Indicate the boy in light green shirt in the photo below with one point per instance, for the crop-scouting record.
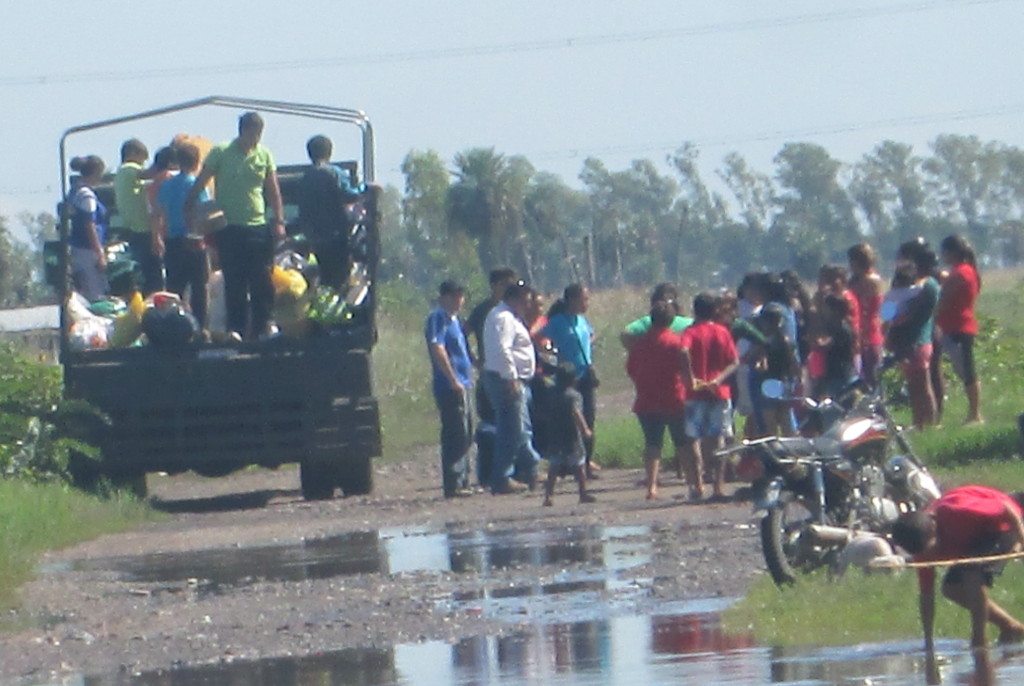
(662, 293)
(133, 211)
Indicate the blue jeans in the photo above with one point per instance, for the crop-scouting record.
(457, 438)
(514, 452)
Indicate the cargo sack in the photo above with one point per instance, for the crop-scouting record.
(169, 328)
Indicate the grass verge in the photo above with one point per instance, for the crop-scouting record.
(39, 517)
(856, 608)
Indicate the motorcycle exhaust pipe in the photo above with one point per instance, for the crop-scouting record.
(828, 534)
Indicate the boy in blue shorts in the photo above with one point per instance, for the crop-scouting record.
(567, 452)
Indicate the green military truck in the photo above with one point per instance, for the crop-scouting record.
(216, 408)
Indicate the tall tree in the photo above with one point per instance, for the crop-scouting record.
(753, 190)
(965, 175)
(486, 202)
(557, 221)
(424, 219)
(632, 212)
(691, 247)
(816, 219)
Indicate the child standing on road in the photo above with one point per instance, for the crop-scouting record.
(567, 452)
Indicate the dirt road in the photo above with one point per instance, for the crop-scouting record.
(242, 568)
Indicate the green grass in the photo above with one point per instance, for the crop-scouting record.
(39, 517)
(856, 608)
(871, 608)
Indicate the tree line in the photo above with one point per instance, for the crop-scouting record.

==

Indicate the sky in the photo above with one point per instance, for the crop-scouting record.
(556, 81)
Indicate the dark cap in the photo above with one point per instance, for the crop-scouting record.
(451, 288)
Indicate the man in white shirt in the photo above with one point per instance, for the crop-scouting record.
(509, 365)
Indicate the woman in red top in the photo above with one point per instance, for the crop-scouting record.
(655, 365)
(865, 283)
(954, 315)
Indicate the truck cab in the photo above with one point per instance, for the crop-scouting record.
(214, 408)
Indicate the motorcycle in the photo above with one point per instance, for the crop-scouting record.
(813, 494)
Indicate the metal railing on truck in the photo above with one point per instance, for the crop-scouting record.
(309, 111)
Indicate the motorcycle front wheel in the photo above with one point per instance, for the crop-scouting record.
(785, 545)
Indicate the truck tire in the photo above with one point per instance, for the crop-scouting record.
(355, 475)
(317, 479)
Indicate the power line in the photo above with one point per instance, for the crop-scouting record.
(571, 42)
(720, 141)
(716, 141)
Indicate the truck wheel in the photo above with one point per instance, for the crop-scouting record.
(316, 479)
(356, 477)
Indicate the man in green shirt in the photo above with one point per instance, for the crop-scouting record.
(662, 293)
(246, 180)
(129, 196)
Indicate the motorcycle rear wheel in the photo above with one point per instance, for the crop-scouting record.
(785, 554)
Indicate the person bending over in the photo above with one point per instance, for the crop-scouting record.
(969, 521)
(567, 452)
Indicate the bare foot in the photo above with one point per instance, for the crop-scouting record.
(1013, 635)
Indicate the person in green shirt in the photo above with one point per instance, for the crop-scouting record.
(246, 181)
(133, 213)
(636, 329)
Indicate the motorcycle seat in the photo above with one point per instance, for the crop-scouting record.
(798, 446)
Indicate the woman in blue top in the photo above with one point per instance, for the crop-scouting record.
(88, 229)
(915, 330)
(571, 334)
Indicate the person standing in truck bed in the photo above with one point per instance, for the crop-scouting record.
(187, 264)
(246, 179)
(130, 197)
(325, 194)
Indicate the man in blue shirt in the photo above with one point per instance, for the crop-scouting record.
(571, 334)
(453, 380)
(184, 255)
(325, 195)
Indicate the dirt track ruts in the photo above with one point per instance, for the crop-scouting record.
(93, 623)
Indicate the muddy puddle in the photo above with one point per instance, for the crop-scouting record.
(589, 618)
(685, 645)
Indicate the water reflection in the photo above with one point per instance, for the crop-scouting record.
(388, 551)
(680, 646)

THE PROBLEM:
Return a word-for-word copy of the lines above from the one holding "Indicate the motorcycle exhaust" through the one holding "Indicate the tree", with both of them included and nothing besides.

EXERCISE ANSWER:
Indicate the motorcycle exhaust pipe in the photo above with one point per instance, for the crop-scouting record.
(828, 534)
Indicate the boy in blue shorts in the photo above with one point per instance, for the crop-scouting record.
(567, 452)
Indicate the green military truck in the photo above with one point per instance, for the crop-scouting record.
(216, 408)
Indicate the tall tree in the photo above with one point per instance, for the crop-scouting record.
(753, 190)
(965, 175)
(486, 202)
(557, 221)
(424, 219)
(632, 212)
(691, 247)
(816, 219)
Indicate the child standing on road in the photo above with one point per instance, for the crop-scouting record.
(567, 452)
Indicate the dirt road in the photo above with one point per instance, for the crop-scouting record.
(242, 568)
Indicate the green grass in the photo above with one point per instance, for the crop-scouting record.
(39, 517)
(856, 608)
(871, 608)
Indicate the tree line in the photo above with one point per instance, for the crop-scouting record.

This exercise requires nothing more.